Requirements: Rewrite the listing below with every "Query" changed to "Target", leaving everything else untouched.

Stored items:
•••••

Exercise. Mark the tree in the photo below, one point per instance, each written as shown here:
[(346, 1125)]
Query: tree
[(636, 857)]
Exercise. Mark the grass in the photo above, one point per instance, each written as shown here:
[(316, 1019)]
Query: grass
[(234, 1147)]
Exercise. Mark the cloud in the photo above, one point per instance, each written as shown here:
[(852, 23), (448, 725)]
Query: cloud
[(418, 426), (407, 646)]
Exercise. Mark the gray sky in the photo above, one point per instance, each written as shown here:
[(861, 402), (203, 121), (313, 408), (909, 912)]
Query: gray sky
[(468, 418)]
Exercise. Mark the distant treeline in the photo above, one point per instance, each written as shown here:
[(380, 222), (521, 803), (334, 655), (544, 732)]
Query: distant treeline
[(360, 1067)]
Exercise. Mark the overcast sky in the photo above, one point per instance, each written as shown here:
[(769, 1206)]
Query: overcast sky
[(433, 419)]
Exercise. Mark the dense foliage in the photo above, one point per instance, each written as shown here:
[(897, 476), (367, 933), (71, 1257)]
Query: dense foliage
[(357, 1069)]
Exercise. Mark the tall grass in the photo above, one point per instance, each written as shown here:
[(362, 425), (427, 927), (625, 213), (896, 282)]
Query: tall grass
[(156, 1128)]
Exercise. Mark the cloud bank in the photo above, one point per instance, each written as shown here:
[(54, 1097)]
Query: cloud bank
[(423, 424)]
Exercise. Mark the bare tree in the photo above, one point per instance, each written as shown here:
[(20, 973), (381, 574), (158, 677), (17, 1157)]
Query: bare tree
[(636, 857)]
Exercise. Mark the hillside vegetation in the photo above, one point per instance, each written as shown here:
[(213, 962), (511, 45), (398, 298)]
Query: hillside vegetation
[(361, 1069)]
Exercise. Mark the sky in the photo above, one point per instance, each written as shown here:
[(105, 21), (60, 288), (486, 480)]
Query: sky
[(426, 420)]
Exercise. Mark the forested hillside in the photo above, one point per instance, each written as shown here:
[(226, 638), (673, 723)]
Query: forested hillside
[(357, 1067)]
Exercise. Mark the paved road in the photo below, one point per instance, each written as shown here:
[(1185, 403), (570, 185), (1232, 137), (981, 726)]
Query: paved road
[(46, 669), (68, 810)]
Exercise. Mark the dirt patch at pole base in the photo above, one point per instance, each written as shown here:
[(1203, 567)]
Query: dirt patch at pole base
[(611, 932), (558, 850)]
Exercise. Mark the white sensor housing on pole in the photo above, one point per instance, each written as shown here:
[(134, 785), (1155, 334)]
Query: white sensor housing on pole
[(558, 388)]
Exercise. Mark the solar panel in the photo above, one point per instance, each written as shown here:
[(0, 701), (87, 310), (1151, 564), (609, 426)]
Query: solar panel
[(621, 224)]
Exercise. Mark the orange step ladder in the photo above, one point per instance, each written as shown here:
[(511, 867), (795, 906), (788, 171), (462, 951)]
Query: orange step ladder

•••••

Response to the task:
Exercise. Mark the tree in the photo below, one point per instance, each written as shown here:
[(346, 1125)]
Target: tree
[(636, 857)]
Exercise. Mark the grass in the photo above, one point per instance, each written as shown here:
[(316, 1019)]
Target: grass
[(234, 1147)]
Exercise. Mark the cloud in the photo above, one point per instance, each written as shown here:
[(852, 23), (448, 725)]
Target: cloud
[(418, 426), (407, 646)]
Exercise. Mark the gray sky in the photo above, one point per instance, each written as shown here:
[(861, 402), (203, 121), (313, 408), (909, 912)]
Target: gray sky
[(468, 418)]
Exercise. Mark the distant treeline in the photo above, one point per instance, each written as shown here:
[(380, 222), (521, 803), (334, 655), (544, 732)]
Target: distant treeline
[(360, 1067)]
Exercise. Mark the overcast sky in the photo above, one point per instance, each written as shown here:
[(769, 1206)]
Target: overcast sky
[(433, 419)]
Exercise. Mark the dense foliage in the photo above, one point per instance, each written as shown here:
[(897, 476), (367, 933), (71, 1257)]
Target: dense foliage
[(357, 1069)]
Exercise. Mark the tall grass in the photo above, one point per instance, each written as shown here:
[(362, 425), (427, 927), (625, 213), (896, 282)]
Target: tall grass
[(156, 1128)]
Exercise. Mark the cloud bank in the photo above, one point per instance, each written as shown here:
[(54, 1097)]
Target: cloud bank
[(423, 424)]
Exercise. Mark the bare tree in the photo above, one point per instance, each written as shown here:
[(20, 973), (381, 574), (158, 677), (17, 1157)]
Target: bare tree
[(636, 857)]
Exercise. Mark the hillside vegetation in the photo above, one point per instance, each written as shown here:
[(213, 962), (511, 45), (398, 298)]
Target: hillside vegetation
[(361, 1069)]
Exercise. Mark the sky in the photo above, one point per instance, each written as shown here:
[(105, 21), (60, 288), (486, 480)]
Target: sky
[(426, 420)]
Exercise. Mark the forested hillside in the photo above, one point per instance, each written as shown here:
[(226, 638), (673, 723)]
Target: forested hillside
[(357, 1067)]
Exercise. Mark the paved road in the photo below, one point per instance, each written as shown here:
[(1185, 403), (570, 185), (1232, 137), (981, 726)]
Target: paved road
[(46, 669), (68, 810)]
Exercise. Mark the dirt patch at pole base in the photo above, one point per instance, each written as shown here:
[(1203, 567)]
Target: dirt patch at pole base
[(611, 932), (558, 850)]
Exercise. Mark the white sensor housing on pole in the photo above, one point per instance, each written as shown here:
[(134, 785), (1155, 334)]
Target: white sensor housing on pole
[(558, 388)]
Exercise. Mark the solar panel in the photo above, one point per instance, each written as shown here:
[(0, 701), (87, 310), (1151, 564), (609, 426)]
Target: solar panel
[(621, 224)]
Exercise. Mark the orange step ladder in the photo above, one point per instance, each written as shown here:
[(511, 867), (795, 906), (788, 171), (462, 951)]
Target: orange step ladder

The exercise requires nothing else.